- [WHAT TO DO]:
Rewrite the lines starting with the line containing "Exercise. Label the forearm" and going on through the line containing "column 186, row 97", replacing "thickest part" with "widest part" wherever it occurs and leaving everything else unchanged. Omit the pictures from your answer.

- [DATASET ENTRIES]:

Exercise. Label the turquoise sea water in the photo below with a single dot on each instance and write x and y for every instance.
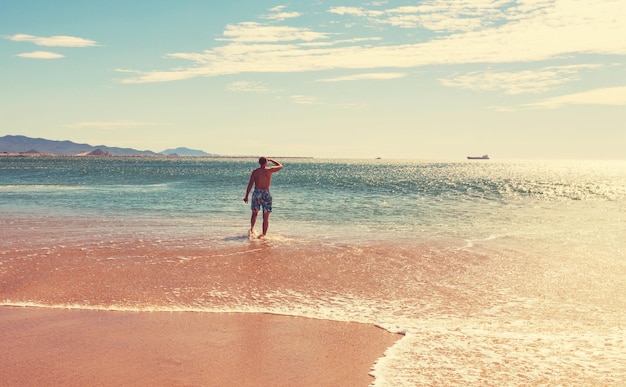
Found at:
(498, 273)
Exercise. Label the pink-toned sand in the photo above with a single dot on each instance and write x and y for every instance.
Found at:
(43, 347)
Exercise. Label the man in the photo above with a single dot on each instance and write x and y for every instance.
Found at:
(261, 178)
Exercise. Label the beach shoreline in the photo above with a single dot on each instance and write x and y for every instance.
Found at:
(48, 346)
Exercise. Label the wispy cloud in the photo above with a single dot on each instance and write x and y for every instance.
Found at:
(54, 41)
(305, 100)
(253, 32)
(520, 82)
(278, 14)
(366, 77)
(41, 55)
(249, 87)
(465, 32)
(615, 96)
(109, 125)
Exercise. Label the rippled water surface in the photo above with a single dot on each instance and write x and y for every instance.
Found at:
(498, 273)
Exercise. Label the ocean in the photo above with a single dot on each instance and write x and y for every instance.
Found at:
(496, 272)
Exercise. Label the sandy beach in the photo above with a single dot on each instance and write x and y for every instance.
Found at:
(44, 346)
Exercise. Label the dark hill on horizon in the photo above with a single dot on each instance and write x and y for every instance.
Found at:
(23, 144)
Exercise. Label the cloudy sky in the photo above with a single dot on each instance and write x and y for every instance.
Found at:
(435, 79)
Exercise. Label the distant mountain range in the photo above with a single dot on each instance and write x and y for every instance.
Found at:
(23, 144)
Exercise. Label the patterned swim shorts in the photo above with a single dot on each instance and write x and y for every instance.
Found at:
(261, 198)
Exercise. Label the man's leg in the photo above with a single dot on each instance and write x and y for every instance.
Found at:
(253, 219)
(266, 221)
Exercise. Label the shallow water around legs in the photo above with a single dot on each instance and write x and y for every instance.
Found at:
(497, 274)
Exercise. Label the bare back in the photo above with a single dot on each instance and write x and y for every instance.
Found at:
(262, 178)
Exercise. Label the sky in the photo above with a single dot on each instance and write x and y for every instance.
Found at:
(435, 79)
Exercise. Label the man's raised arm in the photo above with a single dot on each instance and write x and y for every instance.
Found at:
(276, 167)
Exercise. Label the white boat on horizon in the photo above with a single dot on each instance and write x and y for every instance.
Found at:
(483, 157)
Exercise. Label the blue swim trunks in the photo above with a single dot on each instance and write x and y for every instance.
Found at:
(261, 198)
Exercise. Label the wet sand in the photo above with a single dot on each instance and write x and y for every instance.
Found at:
(42, 346)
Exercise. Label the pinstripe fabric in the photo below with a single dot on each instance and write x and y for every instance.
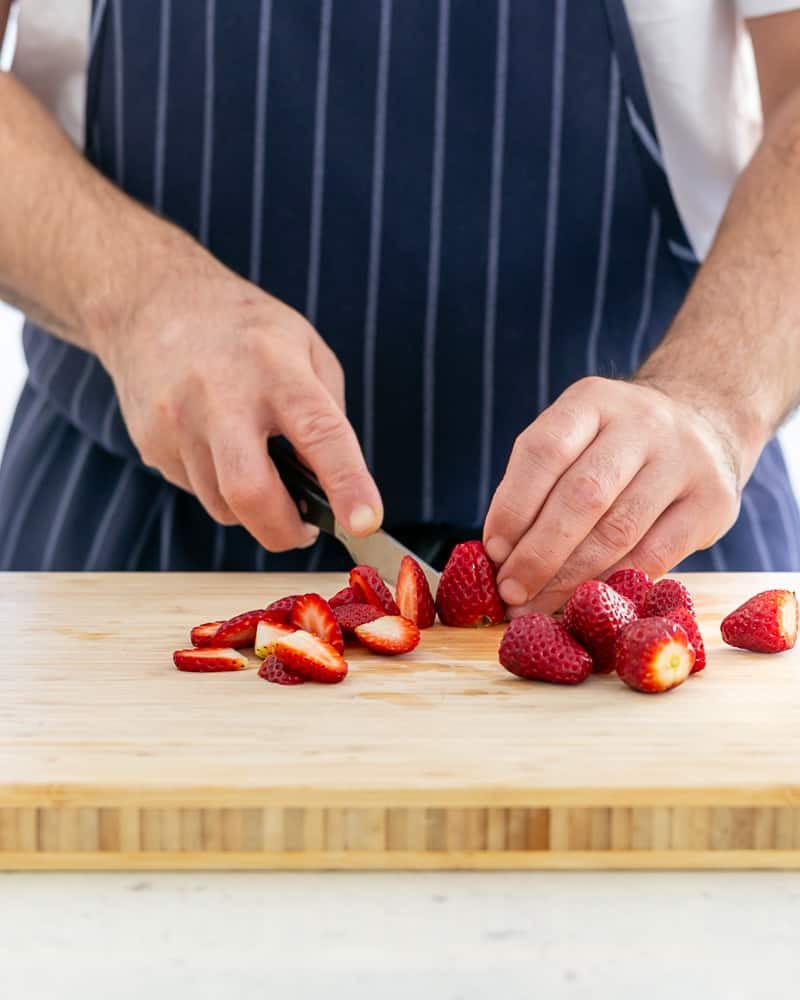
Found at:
(467, 198)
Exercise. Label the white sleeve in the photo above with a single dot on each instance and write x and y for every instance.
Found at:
(760, 8)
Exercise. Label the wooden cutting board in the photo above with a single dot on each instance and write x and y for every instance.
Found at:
(110, 758)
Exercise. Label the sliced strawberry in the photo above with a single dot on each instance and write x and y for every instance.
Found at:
(342, 598)
(282, 608)
(268, 631)
(467, 594)
(688, 622)
(203, 635)
(273, 670)
(209, 660)
(313, 614)
(305, 654)
(369, 588)
(414, 598)
(389, 635)
(239, 631)
(350, 616)
(767, 623)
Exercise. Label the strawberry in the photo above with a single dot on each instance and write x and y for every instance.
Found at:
(594, 615)
(389, 635)
(350, 616)
(274, 671)
(369, 588)
(342, 598)
(540, 648)
(634, 584)
(203, 635)
(209, 660)
(239, 631)
(666, 595)
(688, 622)
(467, 593)
(282, 608)
(767, 623)
(268, 631)
(654, 655)
(312, 658)
(313, 614)
(414, 596)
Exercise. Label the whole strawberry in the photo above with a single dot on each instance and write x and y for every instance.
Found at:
(634, 584)
(540, 648)
(688, 622)
(594, 615)
(767, 623)
(666, 595)
(654, 655)
(467, 593)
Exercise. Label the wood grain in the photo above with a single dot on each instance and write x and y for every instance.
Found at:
(111, 758)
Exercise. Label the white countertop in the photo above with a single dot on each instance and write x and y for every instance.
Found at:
(448, 936)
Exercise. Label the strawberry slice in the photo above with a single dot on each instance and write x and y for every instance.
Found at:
(350, 616)
(414, 598)
(273, 670)
(282, 608)
(369, 588)
(313, 614)
(203, 635)
(239, 631)
(342, 598)
(389, 635)
(268, 631)
(209, 660)
(305, 654)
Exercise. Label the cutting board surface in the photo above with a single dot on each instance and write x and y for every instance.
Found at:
(94, 717)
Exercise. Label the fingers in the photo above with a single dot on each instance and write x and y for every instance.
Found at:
(541, 455)
(202, 476)
(611, 540)
(251, 487)
(582, 496)
(310, 418)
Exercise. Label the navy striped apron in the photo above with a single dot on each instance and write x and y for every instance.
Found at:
(465, 197)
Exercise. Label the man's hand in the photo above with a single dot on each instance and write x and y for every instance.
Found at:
(210, 366)
(613, 473)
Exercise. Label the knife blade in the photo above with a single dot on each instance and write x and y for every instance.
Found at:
(380, 549)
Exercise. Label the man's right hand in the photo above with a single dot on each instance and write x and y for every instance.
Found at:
(207, 367)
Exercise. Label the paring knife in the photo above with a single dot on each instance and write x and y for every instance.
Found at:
(379, 549)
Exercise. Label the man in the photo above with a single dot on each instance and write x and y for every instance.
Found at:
(464, 206)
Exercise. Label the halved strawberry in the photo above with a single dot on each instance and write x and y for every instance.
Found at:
(369, 588)
(282, 608)
(342, 598)
(203, 635)
(239, 631)
(414, 598)
(273, 670)
(313, 614)
(389, 635)
(305, 654)
(268, 631)
(209, 660)
(350, 616)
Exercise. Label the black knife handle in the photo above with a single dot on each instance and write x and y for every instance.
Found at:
(302, 485)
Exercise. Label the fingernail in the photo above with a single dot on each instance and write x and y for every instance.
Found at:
(512, 591)
(498, 549)
(363, 519)
(312, 534)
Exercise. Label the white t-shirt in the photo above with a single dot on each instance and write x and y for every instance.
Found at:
(695, 54)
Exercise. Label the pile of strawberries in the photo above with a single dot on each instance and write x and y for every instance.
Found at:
(645, 631)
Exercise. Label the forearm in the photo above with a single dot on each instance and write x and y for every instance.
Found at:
(735, 342)
(75, 252)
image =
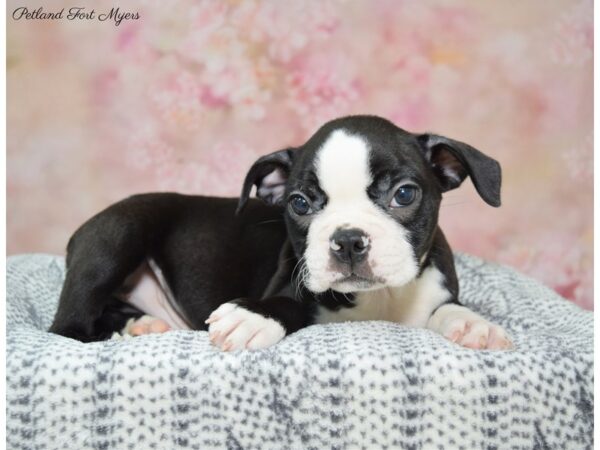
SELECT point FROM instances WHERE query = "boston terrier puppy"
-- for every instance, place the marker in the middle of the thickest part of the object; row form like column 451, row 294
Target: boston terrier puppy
column 346, row 228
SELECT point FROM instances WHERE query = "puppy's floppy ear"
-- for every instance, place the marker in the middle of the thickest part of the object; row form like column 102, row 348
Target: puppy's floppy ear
column 452, row 161
column 269, row 174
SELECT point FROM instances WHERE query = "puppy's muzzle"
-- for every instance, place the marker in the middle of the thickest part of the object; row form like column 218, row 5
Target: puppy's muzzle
column 349, row 246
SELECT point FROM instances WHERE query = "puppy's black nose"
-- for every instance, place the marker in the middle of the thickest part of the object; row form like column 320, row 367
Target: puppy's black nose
column 349, row 246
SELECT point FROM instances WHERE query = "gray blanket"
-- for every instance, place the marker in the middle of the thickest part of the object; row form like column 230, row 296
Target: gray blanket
column 364, row 385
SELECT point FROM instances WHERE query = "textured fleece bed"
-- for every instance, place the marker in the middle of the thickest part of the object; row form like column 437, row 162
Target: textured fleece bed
column 364, row 385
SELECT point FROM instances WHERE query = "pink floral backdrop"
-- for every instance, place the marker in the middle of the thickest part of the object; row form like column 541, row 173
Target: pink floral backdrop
column 188, row 95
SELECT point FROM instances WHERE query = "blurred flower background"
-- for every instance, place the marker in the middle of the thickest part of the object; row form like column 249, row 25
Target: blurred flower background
column 186, row 97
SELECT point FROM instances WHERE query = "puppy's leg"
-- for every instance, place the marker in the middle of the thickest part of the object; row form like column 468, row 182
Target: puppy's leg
column 461, row 325
column 245, row 324
column 100, row 255
column 145, row 325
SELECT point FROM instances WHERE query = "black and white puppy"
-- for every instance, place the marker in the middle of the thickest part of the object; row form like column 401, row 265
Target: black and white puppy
column 346, row 230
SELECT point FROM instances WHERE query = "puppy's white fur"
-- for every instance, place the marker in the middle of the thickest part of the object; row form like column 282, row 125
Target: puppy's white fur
column 467, row 328
column 235, row 328
column 342, row 167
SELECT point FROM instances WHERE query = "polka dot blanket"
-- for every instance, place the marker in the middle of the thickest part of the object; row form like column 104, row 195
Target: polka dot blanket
column 369, row 385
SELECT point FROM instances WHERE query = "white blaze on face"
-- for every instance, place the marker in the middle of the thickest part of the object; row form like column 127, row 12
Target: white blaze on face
column 342, row 168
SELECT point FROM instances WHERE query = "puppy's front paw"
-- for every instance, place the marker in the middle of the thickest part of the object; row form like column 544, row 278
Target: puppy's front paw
column 233, row 327
column 145, row 325
column 466, row 328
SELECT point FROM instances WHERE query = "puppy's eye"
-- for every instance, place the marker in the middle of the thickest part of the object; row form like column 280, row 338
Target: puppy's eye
column 299, row 204
column 404, row 196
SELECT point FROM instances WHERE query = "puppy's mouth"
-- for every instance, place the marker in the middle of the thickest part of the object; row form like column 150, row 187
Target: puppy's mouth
column 354, row 282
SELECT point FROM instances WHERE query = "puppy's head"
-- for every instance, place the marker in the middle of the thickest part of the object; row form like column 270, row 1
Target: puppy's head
column 362, row 196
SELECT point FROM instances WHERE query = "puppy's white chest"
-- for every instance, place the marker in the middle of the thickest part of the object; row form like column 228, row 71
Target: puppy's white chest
column 411, row 304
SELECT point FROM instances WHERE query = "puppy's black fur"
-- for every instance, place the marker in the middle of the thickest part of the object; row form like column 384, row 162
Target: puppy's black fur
column 210, row 255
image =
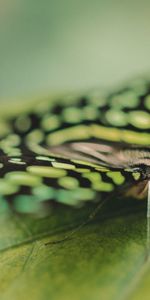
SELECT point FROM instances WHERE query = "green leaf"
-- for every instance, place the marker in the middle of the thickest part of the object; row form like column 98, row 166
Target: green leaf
column 105, row 259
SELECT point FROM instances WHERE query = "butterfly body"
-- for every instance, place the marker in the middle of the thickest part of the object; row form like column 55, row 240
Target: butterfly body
column 72, row 151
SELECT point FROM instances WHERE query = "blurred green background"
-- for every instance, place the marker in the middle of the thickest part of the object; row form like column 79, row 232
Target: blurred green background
column 48, row 46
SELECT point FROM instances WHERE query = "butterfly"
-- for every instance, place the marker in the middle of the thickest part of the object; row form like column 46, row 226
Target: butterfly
column 76, row 149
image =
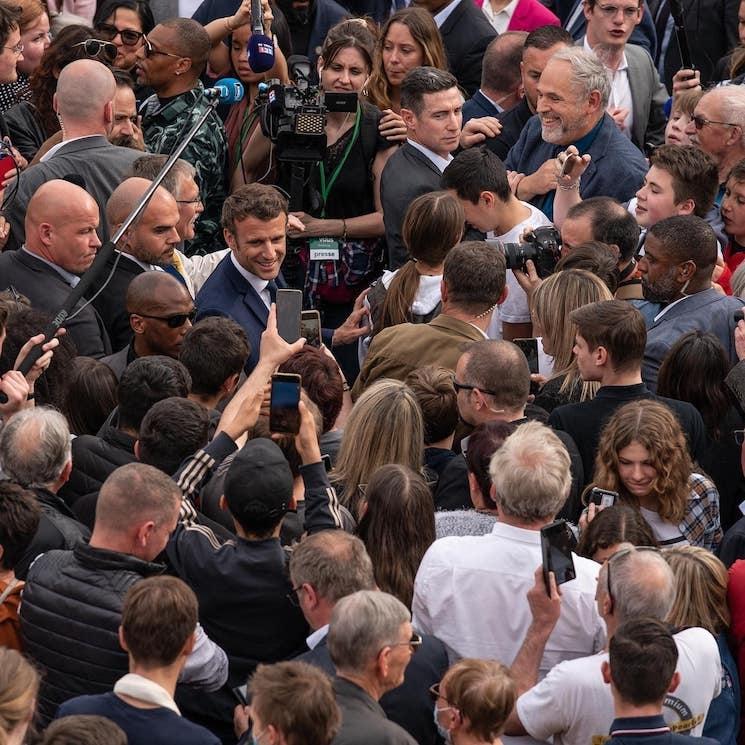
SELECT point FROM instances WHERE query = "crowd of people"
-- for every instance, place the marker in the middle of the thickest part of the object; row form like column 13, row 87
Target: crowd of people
column 521, row 227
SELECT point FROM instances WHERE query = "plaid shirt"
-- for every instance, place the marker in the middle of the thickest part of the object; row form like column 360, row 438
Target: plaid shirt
column 701, row 526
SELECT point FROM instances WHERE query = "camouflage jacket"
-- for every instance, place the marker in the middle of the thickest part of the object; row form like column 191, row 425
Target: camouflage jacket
column 165, row 125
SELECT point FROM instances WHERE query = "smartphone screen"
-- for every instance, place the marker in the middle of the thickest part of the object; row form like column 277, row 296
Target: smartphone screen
column 529, row 348
column 310, row 327
column 284, row 415
column 289, row 306
column 603, row 497
column 556, row 546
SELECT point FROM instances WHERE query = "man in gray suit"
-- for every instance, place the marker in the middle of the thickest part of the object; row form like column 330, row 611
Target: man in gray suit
column 637, row 94
column 84, row 104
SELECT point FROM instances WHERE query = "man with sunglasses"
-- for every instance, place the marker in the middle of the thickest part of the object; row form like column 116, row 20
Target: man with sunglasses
column 147, row 246
column 160, row 313
column 172, row 58
column 572, row 703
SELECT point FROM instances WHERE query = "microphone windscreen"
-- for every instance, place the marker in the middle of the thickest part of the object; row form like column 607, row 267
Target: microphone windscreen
column 260, row 53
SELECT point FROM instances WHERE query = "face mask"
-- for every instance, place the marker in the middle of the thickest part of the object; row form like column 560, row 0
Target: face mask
column 444, row 733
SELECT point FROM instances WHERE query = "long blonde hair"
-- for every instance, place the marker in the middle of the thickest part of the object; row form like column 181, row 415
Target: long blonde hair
column 423, row 29
column 656, row 429
column 19, row 684
column 553, row 301
column 385, row 426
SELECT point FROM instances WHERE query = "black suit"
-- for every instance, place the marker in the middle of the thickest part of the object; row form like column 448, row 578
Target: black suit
column 111, row 303
column 408, row 174
column 48, row 291
column 409, row 705
column 466, row 34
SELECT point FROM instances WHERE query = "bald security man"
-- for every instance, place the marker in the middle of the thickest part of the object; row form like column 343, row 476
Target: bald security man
column 160, row 311
column 147, row 246
column 61, row 243
column 84, row 103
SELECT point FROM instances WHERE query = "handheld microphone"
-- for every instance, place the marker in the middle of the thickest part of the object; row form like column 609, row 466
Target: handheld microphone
column 227, row 90
column 260, row 48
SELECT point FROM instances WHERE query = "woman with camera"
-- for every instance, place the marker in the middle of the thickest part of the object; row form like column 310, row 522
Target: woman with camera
column 643, row 456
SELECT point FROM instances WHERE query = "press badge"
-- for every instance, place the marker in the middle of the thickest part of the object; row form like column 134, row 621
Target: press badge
column 324, row 249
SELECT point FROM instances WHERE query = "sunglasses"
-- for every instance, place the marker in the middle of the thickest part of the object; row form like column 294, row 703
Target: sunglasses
column 173, row 322
column 94, row 47
column 700, row 122
column 129, row 36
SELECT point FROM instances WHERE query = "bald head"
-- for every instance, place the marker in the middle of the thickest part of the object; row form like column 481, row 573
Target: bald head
column 149, row 291
column 84, row 89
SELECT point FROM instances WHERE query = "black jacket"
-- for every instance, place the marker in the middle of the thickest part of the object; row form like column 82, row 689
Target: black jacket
column 70, row 617
column 58, row 529
column 409, row 705
column 94, row 457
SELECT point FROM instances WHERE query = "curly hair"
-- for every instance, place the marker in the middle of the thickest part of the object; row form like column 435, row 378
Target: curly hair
column 423, row 29
column 653, row 426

- [RESULT]:
Exercise. Label the forearm in the photo above with a single dot on each instance and write x and y for every instance.
Found at:
(735, 342)
(75, 252)
image =
SELECT point FROM instances WHERE query = "boston terrier puppy"
-- for every instance, place the marker in the middle of the widest part of the object; row form like column 451, row 294
Target: boston terrier puppy
column 346, row 228
SELECT point FROM instances WHERE query = "puppy's floppy ear"
-- for every instance, place the marker in the middle of the widest part of the object; row form like column 102, row 348
Target: puppy's floppy ear
column 452, row 161
column 269, row 174
SELECT point FROM instances WHERE query = "puppy's muzzle"
-- for every instance, place the marker in the middle of the widest part of the object; row form like column 218, row 5
Target: puppy's muzzle
column 349, row 246
SELECT point FROM instances WHERE query = "puppy's black nose"
-- for every instance, place the marker in the middle of the widest part of the object; row form like column 320, row 367
Target: puppy's black nose
column 349, row 246
SELECT point FROM instances WHERE query = "gray blanket"
-- for every instance, place the marker in the middle of the widest part of the object; row form like column 230, row 296
Target: gray blanket
column 364, row 385
SELECT point FROM instances WHERE query = "textured fleece bed"
-- for every instance, place the marker in the middle of the widest part of the object; row form like column 437, row 162
Target: textured fleece bed
column 364, row 385
SELECT point FROM instances WHERE query = "pink floral backdrop"
-- for every instance, place the marker in the middle of the widest part of the object; row form like column 541, row 173
Target: pink floral backdrop
column 188, row 95
SELECT point FROM instances WHERE query = "blurred flower background"
-- for every instance, place the marker in the middle of the widest part of the object; row form like column 249, row 25
Target: blurred flower background
column 186, row 97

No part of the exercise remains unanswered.